— The exercise —
Can you rewrite the lines of the listing, from the one containing "Objective — one marker per instance of the woman in" through the end of the listing (both included), as a JSON list of strings with one string per line and blank lines left out?

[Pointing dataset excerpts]

----------------

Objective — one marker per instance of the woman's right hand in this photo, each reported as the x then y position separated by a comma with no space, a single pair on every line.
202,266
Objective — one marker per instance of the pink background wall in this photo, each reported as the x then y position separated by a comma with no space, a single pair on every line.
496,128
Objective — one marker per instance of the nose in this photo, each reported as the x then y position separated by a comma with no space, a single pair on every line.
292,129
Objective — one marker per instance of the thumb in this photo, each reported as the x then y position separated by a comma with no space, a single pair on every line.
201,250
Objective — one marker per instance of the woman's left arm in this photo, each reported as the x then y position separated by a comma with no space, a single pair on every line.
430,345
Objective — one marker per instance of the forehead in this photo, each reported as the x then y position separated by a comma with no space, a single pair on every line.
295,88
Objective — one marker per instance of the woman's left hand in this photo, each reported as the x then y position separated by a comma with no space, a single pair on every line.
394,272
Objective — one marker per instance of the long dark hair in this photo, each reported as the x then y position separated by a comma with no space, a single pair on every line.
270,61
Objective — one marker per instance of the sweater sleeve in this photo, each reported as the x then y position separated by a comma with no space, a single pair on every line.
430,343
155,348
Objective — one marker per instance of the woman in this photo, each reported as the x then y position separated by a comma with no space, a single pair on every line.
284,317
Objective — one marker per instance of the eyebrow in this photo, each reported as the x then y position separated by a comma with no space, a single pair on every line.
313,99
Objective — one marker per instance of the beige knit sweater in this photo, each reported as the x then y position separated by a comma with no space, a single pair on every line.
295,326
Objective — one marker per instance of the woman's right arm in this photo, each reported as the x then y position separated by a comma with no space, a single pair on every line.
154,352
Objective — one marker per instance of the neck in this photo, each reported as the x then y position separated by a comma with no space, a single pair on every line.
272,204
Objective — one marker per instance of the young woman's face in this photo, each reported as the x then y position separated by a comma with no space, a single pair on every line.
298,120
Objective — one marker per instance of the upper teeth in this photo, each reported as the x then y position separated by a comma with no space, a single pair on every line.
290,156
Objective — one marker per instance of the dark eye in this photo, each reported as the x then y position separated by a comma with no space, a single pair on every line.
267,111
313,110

----------------

— Exercise output —
[
  "Objective — one marker per instance of the woman in this photo, each reported as the x then y position separated by a comma with no space, a single pair on every line.",
  "284,317",
  "Objective — one marker per instance of the eyebrow in this photo, each reported as the x then y position separated by a comma with no space, a single pair on every line.",
  "313,99",
  "Objective — one marker per instance of the beige knit sweater in this photo, each reported as the x then y position separated by a comma with no space, a single pair on every line.",
  "295,326",
  "Objective — one marker per instance of the woman's right arm in this photo, each reported as the x then y position separated by a comma with no space, a single pair on every line.",
  "154,352",
  "Objective — one marker per instance of the neck in this photo, each reported as the x then y position separated by a comma with no space, a single pair on every line.",
  "272,204",
  "Objective — one marker per instance of the young woman's face in this photo, each reported as the x then y position separated by a comma with no space, a single pair on every line.",
  "298,120",
  "Objective — one marker per instance of the upper teeth in this photo, each reported as the x then y position separated by a comma with no space, a single pair on every line.",
  "290,156",
  "Objective — one marker per instance of the dark eye in this photo, each reported as the x then y position separated by a comma with no space, a single pair on every line.",
  "267,111",
  "313,110"
]